***** Source passage
Here, I wanted to catalogue the 10 major things I learned after giving birth. When I was pregnant, I made sure that I attempted to have the best pregnancy I could for my little guy sucking his thumb in-utero. I ate the right things (except for the occasional biscotti or a double chocolate muffin – no wonder Baby Mermy has such a sweet tooth!), aimed to exercise at least 4 times a week, and walked almost every day (the summer months made it particularly trying). Through it all, I also attempted to read up on what was going to happen once Baby Mermy made his grand entrance into this chaotic world. However, there are some things you just won’t know, understand, or accept until you go through it, regardless of how much you have read or researched.
These are some of the things that I learned after giving birth. Some I was aware of, but still unprepared for, and others I simply did not know. I hope that my experiences help you in your mama-journey even if your experiences are quite different from mine.
1. Looking puffy and pregnant
Once that little bundle of joy is expelled from your body, it would be nice if all the weight that was gained in getting him ready for this world would go too. Alas, that’s not how it works. I still looked about 4-6 months pregnant and was quite puffy EVERYWHERE! I knew that this was a possibility (a very real possibility), but I was intent on believing that it would not happen to me. It did. It was unfortunate that my driver’s licence expired then and I had to go in for new pictures. My puffy face is now out there for the world to see for the next five years.
**********
***** Dataset content
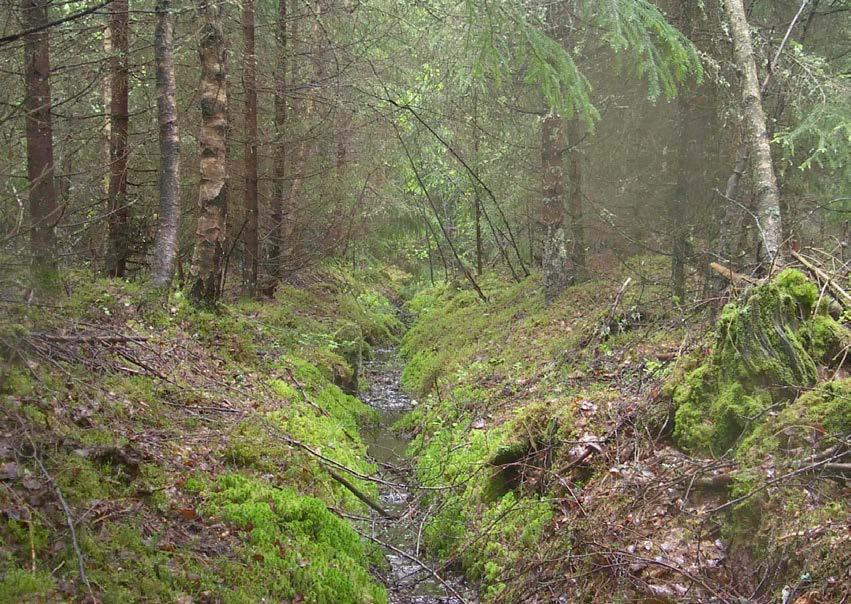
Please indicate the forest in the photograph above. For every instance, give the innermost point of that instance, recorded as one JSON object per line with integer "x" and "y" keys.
{"x": 425, "y": 301}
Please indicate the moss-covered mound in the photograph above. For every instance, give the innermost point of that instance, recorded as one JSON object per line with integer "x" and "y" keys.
{"x": 767, "y": 349}
{"x": 173, "y": 450}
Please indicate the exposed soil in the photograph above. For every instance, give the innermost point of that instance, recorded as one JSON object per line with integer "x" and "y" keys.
{"x": 411, "y": 579}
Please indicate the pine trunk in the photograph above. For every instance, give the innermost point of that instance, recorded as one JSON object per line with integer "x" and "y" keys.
**********
Questions =>
**a)** In the post about what the writer learned after giving birth:
(i) How many times a week did the writer aim to exercise during pregnancy?
(ii) About how many months pregnant did the writer still look after the birth?
(iii) For how many years will the new driver's licence picture be in use?
**b)** Write the next part of the post about what the writer learned after giving birth, starting after its last sentence.

Responses by task =>
**a)**
(i) At least 4 times a week.
(ii) About 4–6 months pregnant.
(iii) Five years.

**b)**
There are numerous scientific reasons for this (which made it much easier for me to wrap my head around and accept): after giving birth, the uterus weighs approximately 2 pounds, which causes your belly to distend. About a week after, it will lose half its weight and by about four weeks, it should be at or near its pre-pregnancy weight; the belly will start to flatten out (or, in my case, get smaller but still jiggly). The stretching of the abdominal muscles also gives the appearance of a paunch, which will start to diminish with regular strength training and exercise of the core area. There is hope.
My recommendation: until receiving clearance from your doctor, usually around the six-week mark (unless your doctor deems otherwise), training the core is a no-no; however, showing your body love for the miracle it has just produced through walking, undertaking gentle full body massage (perhaps given by your partner), and practicing safe yoga moves will be tremendously soothing and helpful. Exercises such as these will also help in coping with the stress and exhaustion that come with being a mama. Remember, your body just produced a wonderful, living, breathing miracle; practicing the act of cherishing yourself is a wonderful way to thank yourself for your little darling.
2. Prolonged “period”
During pregnancy, the volume of blood in your body increases exponentially; after your delivery, your body will need to expel all this excess blood mixed with mucus, tissue from the uterus, and bacteria (known as lochia). As such, you will have something like a heavy to a very heavy period in the few days following labour. This will gradually start to decrease over the course of a couple of weeks and change in colour from bright red to pink to white or white-yellow until it eventually stops around the four to six-week mark. If you are curious to know more, you can find more information here and here.
Yes, it can feel extremely uncomfortable to have a heavy period so soon after delivery and to be on your period for a month(!) no matter what its consistency, colour, or heaviness. Many mommy bloggers birthing in a hospital have advised to other mamas to take as many of those mesh underwear and heavy-duty liner pads provided to you. Having given birth at home, that was not an option available to me. Yes, I had the mesh underwear, which I HATED (shock, I know), but I was only given what I needed for the first day or two. As part of my labour prep, I had bought heavy-duty pads (think incontinence pads-level) that were a big help. Investing in blooming underwear or “granny panties” was also a wise decision. This too shall pass.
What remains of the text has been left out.